Entries for labeling with bounding boxes:

===============

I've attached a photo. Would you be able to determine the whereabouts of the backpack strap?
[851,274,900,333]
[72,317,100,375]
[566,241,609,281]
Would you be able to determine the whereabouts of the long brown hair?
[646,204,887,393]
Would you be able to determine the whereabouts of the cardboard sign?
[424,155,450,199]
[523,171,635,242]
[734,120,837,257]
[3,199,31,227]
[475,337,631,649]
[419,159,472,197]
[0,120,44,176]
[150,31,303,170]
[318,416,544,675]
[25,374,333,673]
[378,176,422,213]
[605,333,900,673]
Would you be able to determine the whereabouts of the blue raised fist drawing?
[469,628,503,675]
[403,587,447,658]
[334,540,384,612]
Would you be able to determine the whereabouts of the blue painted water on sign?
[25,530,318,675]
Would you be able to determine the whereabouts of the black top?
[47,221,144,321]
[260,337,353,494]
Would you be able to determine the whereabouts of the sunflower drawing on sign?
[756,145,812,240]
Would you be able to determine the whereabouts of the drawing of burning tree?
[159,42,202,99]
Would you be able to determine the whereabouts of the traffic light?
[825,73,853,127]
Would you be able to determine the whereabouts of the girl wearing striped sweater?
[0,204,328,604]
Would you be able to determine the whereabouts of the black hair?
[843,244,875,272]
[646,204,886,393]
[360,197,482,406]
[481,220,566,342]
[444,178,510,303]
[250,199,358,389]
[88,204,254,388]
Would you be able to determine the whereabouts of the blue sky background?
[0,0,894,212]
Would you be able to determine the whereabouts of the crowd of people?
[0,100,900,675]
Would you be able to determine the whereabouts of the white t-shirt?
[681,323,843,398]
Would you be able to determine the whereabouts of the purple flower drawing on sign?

===============

**Requirements**
Present the lines of the material between the line containing "Would you be able to determine the whereabouts of the sunflower" and the line containing "[825,73,853,127]", inclusive, as a JSON list of strings with one string per line and no blank lines.

**Reply**
[
  "Would you be able to determine the whereabouts of the sunflower drawing on sign?",
  "[756,145,812,240]",
  "Would you be able to determine the whereabouts of the drawing of burning tree?",
  "[159,42,202,99]",
  "Would you be able to determine the whereabouts of the traffic light?",
  "[825,73,853,127]"
]